_What is required_: Pick up the article on economic lessons and fiscal policy after the crash where it stops, and keep writing it.

At least now the ECB is actively intervening in markets to push interest rates down, even if their chosen instruments are fuelling wealth inequality. How long will this last? How long will the Bundesbank continue standing back? The monetary hawks are waiting in the long grass.

Green Party TD Ciaran Cuffe covers his ears as Senator Deirdre de Burca shouts through a megaphone and Environment Minister John Gormley measures the noise.
Photo: Flikr | The Green Party of Ireland

Fourth Lesson: the Fiscal Rules should be history – or, at least, they should be in a world that still believes 1+1=2. These rules were not rationally based. They were a political compromise to convince the surplus countries to fund bailouts. They are a set of unmeasurable measurements (structural balance, potential GDP, output gap) and are more akin to alchemy. They have been a major contributing factor in the Eurozone’s stagnating performance since the crash.  

For the time being the Fiscal Rules have been suspended. However, don’t be surprised if post-pandemic there are attempts to re-introduce the Fiscal Rules, even in zombie form – a will-less, purpose-less set of rules driven by inertia. And, as George Romero taught us, these things can do a lot of damage if they spill out of the graveyard.

Fifth Lesson (and this is a personal bugbear): any commentator or politician who describes  current government policy as ‘Keynesian’ has never read Keynes, except for some quotes from the back of a cereal box.  How can you spot a Keynesian? It is someone who believes that a) economic investment should be socialised because the capitalist class can’t be trusted to invest over a long horizon; b) the rentier class should be ‘euthanised’ because they are a drain on the productive economy; and c) the Government should pursue a permanent quasi-boom because that maintains long-term growth. 

Pop quiz: are any of our Government ministers Keynesians?

Some policy pointers

Learning lessons is the first step to ensuring we don’t repeat the same mistakes. But they don’t necessarily provide a concrete alternative agenda. Here are some policy pointers to start the debate.  

A poster infant of a demonstration reads Health Cuts = Rich Bankers
Galway, November 2010.

1. Ditch the balanced budget fetish. SIPTU has provided some ideas in its Progressive Fiscal Framework; in particular, a long-term deficit-financed investment. This means resistance to the reinstatement of the Fiscal Rules in their current form (a reasonable reform would be to exempt investment from deficit calculations).

_The data_:
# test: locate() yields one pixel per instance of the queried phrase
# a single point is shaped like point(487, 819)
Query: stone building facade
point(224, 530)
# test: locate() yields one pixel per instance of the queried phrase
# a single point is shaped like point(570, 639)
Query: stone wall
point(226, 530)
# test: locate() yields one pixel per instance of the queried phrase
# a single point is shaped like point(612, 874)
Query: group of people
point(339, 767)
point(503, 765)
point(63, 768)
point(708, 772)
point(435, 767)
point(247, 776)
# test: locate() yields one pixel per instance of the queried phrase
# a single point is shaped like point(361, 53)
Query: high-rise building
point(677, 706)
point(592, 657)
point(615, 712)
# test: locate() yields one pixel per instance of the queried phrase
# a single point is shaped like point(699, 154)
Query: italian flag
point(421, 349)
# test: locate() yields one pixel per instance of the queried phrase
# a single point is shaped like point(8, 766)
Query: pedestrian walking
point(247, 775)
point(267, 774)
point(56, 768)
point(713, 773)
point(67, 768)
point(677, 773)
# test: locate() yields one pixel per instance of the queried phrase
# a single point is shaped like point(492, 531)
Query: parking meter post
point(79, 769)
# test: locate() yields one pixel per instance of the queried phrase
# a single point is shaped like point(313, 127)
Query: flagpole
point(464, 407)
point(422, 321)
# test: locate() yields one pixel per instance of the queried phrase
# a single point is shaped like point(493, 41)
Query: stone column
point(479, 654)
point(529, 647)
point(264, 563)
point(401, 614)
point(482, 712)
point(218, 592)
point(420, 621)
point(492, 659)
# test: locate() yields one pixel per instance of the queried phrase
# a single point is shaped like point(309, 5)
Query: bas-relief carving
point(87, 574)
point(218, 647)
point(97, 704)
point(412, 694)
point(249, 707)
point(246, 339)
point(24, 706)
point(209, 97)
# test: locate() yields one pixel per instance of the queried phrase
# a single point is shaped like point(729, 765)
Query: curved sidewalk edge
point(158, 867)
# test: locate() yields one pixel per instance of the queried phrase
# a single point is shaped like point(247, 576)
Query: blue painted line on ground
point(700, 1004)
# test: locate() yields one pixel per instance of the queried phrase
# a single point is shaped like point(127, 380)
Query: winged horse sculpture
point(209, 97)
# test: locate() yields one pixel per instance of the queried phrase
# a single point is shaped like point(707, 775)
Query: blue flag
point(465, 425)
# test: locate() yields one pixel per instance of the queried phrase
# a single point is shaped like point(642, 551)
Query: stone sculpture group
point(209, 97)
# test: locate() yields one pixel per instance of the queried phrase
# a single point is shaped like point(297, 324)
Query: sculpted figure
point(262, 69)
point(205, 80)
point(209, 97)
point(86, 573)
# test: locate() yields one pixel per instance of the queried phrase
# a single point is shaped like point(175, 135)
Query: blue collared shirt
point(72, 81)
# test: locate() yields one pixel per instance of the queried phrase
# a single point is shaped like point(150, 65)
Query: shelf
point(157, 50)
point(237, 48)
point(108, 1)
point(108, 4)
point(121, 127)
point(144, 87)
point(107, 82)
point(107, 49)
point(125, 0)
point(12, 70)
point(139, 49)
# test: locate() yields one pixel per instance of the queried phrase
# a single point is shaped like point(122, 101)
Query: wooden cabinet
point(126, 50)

_Written answer_:
2. If you can’t trust international organisations to get fiscal policy right, what about Fianna Fail and Fine Gael? The former pursued an inane fiscal policy prior to the crash, stoking speculative-fuelled growth. Both ran equally inane pro-cyclical policies during the recession. And the latter has presided over a dangerous and growing imbalance between domestic and foreign-owned capital. Who knows what fiscal mischief they’ll get up to together.  We need a progressive strategy for long-term debt sustainability which would protect us from both international organisations (e.g. bailouts and their conditions) and home-grown wrecking-merchants.

3. We have little influence over monetary policy but that shouldn’t stop us from putting forward common-sense policies, such as the ECB monetising Covid-related debt. We could dust off the more far-reaching proposals from progressive economists showing how the ECB could treat sovereign debt. Of course, we have only a small influence on monetary policy. But we can at least stop the privatisation of AIB and, instead, turn it into a real public bank serving households and businesses in the productive economy.

4. Taxing the rich to spend more is fine as far as it goes.  But the real action is the organisation of the economy and the role of the producers (aka the working class). Low pay and precariousness, collective bargaining, sectoral planning frameworks: the future will be negotiated or it will overwhelm us.

Finally, let’s work on our slogans. The last crisis saw variants of ‘No to austerity’ (Stop austerity, Austerity sucks, etc.).  All quite legitimate and accurate, but they didn’t really catch on. Too negative, maybe.  So let’s get positive and proactive. How about ‘Liquidate the rentier class’ or ‘Up the productive economy’. My personal favourite is ‘Democratise Everything’.  We can let the marketing department work out the best ones.